**Problem to work on**
All of the records below should be output exactly.

**Records shown**
>> start

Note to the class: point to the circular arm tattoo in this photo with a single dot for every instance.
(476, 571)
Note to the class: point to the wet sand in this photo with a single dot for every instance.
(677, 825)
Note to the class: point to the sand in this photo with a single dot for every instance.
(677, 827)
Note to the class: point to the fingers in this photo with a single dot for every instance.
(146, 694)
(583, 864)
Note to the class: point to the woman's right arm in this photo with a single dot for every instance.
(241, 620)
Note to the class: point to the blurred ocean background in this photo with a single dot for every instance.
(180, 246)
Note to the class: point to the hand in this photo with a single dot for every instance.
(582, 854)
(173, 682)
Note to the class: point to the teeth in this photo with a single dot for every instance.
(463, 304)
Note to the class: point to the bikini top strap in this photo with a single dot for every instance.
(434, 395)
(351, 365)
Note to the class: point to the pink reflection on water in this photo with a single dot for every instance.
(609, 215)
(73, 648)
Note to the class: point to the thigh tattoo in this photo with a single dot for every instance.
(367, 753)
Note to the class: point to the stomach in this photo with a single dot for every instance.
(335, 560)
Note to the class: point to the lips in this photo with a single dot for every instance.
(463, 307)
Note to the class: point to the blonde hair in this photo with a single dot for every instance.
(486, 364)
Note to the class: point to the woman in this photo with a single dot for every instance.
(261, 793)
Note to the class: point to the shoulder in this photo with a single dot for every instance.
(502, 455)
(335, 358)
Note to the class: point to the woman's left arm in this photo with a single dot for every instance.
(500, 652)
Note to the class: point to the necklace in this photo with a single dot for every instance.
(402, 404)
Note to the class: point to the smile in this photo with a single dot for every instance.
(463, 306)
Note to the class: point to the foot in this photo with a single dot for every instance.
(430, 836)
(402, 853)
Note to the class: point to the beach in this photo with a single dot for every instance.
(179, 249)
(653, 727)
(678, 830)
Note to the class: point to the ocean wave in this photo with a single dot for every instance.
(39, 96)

>> end

**Result of the exercise**
Note to the class: point to the circular arm tattoo in this photo with a single dot for every instance.
(476, 571)
Note to the class: point to the wet sand in this photo with a single dot for every instance.
(677, 825)
Note to the class: point to the sand in this photo with a single dot for every instance.
(677, 827)
Note to the class: point to the fingers in this photo with a single dot for every instance.
(146, 694)
(583, 864)
Note to the class: point to the woman's right arm in this photo with a single dot for every instance.
(241, 620)
Note to the class: point to the blurred ocean background in this photo with a single dot for every instance.
(180, 246)
Note to the class: point to the hand in this photo with a single dot for every instance.
(582, 854)
(173, 682)
Note to the class: point to the teeth in this photo with a single dot for every instance.
(463, 304)
Note to the class: point to the bikini top strap in this photo with a single dot for every instance.
(434, 395)
(351, 365)
Note to the class: point to the pink reflection on water in this photo with a single dot for every instance.
(609, 215)
(73, 648)
Note to the class: point to the thigh tattoo in this photo with a single dot for every instance.
(367, 753)
Note to the class: point to the stomach in this photo with a single dot for every instance.
(335, 560)
Note to the class: point to the lips in this photo with a single dot for every instance.
(463, 307)
Note to the class: point to the blonde hair in this photo with a single dot for every instance.
(486, 364)
Note to the class: point to the woman in this photo with a single dot for every instance.
(261, 793)
Note to the class: point to the shoulder in this photo with a single dot for every instance.
(502, 455)
(335, 358)
Note to the class: point to the woman's left arm in this photo with a single dot for every instance.
(500, 652)
Note to the class: point to the necklace in this photo with a single dot for every instance.
(402, 404)
Note to the class: point to the smile in this photo with a single dot for every instance.
(463, 306)
Note to the class: point to the foot in this photo with a single dot for every instance.
(430, 836)
(402, 853)
Note to the class: point to the beach in this photo with a single dot for every instance.
(179, 249)
(653, 727)
(678, 830)
Note to the class: point to the ocean wave in this photo with a single dot for every instance.
(39, 96)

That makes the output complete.